───── EXTRACT ─────

B-splines regression, out-of-sample predictions

Hi all,

I am trying to fit a B-splines model to some longitudinal data. I defined the model like this (using a skewed normal instead of a regular normal distribution as the likelihood, see https://www.pymc.io/projects/docs/en/latest/api/distributions/generated/pymc.SkewNormal.html).

COORDS = {"splines": np.arange(numKnots+2)}

with pm.Model(coords=COORDS) as model:
    x = pm.MutableData('x', value=data.x)
    B = dmatrix(
    "bs(x, knots=knots, degree=3, include_intercept=True) - 1",
    {"x": x.value, "knots": iKnots},
    )
    a = pm.Normal("a", 0, 3)
    w = pm.Normal("w", mu=0, sigma=2, dims="splines")
    mu = pm.Deterministic("mu", a + pm.math.dot(np.asarray(B, order="F"), w.T))

    sigma = pm.HalfStudentT("sigma", nu=4, sigma=1)
    alpha = pm.Normal("alpha", mu=0, sigma=5)
    
    # Compute the mean of a skewed normal distribution.

───── INFORMATION PROVIDED ─────

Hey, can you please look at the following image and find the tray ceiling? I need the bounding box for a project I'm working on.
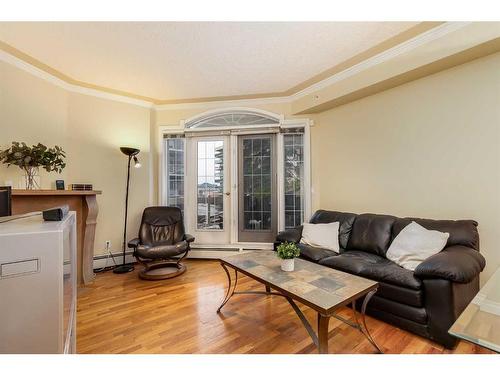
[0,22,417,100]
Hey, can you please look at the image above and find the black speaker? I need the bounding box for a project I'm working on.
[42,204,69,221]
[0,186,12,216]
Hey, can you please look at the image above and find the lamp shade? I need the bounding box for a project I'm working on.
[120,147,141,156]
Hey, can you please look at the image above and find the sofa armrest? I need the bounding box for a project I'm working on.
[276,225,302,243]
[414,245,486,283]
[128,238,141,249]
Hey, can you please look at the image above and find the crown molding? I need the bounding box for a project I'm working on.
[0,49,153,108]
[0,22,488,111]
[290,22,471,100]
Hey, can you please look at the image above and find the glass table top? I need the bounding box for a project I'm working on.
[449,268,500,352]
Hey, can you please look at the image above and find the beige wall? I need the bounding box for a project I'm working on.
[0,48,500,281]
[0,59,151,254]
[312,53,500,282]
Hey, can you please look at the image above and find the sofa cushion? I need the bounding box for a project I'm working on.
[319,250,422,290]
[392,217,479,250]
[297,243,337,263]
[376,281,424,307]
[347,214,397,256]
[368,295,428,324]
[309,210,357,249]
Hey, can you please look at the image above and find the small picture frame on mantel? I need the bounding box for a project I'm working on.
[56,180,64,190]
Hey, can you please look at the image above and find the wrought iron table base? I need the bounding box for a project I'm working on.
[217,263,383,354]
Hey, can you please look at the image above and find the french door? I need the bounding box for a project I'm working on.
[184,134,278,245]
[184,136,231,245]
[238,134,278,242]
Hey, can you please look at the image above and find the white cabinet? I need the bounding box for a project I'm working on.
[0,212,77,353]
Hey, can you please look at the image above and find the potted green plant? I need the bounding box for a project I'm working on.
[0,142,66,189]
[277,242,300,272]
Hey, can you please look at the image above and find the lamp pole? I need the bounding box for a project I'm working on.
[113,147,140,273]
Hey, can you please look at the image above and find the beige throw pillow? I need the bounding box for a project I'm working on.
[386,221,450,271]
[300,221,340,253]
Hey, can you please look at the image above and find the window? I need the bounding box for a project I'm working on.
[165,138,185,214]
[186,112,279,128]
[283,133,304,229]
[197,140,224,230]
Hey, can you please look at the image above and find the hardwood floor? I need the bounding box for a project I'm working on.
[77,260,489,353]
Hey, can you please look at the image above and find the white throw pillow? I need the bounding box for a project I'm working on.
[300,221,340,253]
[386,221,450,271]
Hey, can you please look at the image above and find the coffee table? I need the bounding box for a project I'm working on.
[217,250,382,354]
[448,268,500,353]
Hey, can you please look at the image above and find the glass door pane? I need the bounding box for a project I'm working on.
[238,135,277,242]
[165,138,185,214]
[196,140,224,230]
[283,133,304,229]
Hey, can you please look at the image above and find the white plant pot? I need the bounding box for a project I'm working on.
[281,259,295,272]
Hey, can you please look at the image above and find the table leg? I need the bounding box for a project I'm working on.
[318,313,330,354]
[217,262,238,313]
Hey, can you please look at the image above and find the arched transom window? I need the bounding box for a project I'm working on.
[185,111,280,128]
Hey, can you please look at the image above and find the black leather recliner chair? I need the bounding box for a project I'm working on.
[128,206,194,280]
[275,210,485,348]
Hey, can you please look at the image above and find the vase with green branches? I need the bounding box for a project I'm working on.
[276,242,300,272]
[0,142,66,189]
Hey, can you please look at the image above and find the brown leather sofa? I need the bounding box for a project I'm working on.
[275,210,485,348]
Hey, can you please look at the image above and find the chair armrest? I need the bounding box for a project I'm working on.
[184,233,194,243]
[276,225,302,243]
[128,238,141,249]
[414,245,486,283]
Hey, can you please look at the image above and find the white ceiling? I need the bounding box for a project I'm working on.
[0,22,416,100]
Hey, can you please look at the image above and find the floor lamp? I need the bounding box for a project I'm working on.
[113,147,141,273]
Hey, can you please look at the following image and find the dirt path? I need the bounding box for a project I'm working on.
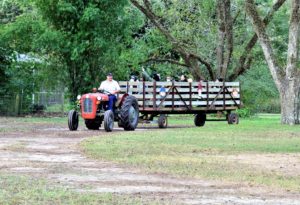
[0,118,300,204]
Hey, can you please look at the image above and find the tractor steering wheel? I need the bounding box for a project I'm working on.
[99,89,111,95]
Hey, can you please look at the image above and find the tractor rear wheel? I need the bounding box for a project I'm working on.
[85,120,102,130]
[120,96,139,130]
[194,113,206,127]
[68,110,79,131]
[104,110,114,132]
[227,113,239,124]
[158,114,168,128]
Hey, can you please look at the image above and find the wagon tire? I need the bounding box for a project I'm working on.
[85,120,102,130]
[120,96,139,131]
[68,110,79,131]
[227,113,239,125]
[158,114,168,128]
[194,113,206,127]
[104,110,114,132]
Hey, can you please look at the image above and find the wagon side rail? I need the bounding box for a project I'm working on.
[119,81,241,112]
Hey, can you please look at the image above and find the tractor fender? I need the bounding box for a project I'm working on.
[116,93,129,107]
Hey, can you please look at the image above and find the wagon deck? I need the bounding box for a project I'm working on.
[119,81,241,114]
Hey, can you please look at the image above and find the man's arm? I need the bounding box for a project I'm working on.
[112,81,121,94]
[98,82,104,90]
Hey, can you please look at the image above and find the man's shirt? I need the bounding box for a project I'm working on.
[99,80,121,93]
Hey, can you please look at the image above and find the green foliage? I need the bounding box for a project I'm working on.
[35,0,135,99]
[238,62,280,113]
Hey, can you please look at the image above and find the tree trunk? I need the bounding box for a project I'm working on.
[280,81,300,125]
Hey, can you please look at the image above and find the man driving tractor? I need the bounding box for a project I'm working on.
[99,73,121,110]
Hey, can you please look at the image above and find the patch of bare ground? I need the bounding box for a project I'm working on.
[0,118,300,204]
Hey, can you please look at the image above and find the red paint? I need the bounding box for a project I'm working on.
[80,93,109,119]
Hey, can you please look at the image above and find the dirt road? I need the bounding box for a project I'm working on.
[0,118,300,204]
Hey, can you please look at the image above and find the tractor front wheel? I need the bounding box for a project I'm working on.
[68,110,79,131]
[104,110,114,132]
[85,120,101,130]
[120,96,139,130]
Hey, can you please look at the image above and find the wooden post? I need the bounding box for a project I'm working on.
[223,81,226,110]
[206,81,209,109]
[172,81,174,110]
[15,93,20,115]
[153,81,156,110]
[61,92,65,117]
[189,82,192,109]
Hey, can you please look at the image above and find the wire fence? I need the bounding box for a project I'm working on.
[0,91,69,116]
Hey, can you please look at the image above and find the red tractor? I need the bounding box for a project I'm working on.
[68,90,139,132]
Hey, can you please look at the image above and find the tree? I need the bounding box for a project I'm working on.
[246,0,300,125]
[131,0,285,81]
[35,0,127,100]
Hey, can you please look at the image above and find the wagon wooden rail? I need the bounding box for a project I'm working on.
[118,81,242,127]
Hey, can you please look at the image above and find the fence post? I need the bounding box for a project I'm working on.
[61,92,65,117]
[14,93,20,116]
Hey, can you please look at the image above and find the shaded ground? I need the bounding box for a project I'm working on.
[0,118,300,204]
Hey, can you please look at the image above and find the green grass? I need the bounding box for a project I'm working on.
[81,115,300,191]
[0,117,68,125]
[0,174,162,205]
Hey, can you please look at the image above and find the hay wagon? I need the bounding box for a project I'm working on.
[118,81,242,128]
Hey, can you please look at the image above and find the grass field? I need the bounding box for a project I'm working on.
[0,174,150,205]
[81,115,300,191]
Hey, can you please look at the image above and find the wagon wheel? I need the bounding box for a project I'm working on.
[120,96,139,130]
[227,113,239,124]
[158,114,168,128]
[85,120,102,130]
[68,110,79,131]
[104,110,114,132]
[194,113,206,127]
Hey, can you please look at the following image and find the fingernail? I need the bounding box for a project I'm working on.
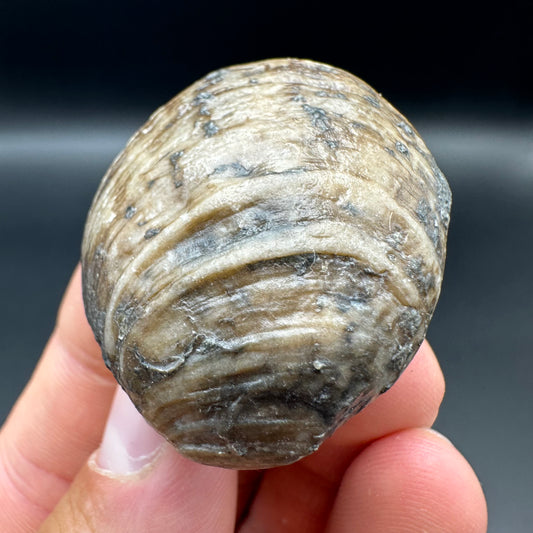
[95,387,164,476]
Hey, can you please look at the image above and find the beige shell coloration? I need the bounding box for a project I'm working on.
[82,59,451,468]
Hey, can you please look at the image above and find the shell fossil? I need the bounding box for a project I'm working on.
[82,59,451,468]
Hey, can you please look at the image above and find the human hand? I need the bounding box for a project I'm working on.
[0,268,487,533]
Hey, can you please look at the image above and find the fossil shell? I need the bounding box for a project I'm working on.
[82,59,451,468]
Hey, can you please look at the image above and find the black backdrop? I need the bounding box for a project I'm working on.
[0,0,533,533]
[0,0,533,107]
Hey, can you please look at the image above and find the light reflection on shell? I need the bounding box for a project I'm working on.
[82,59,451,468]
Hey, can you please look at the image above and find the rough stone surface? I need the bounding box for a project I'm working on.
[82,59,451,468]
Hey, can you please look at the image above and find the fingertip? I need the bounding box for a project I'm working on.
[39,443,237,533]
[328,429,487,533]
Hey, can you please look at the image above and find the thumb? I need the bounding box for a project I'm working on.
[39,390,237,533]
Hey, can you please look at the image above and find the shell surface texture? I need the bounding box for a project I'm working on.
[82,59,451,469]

─────

THE PROBLEM: In the forum post about B-splines regression, which distribution is used as the likelihood in place of a regular normal distribution? The data has no role in this exercise.

EXERCISE SOLUTION: A skewed normal distribution.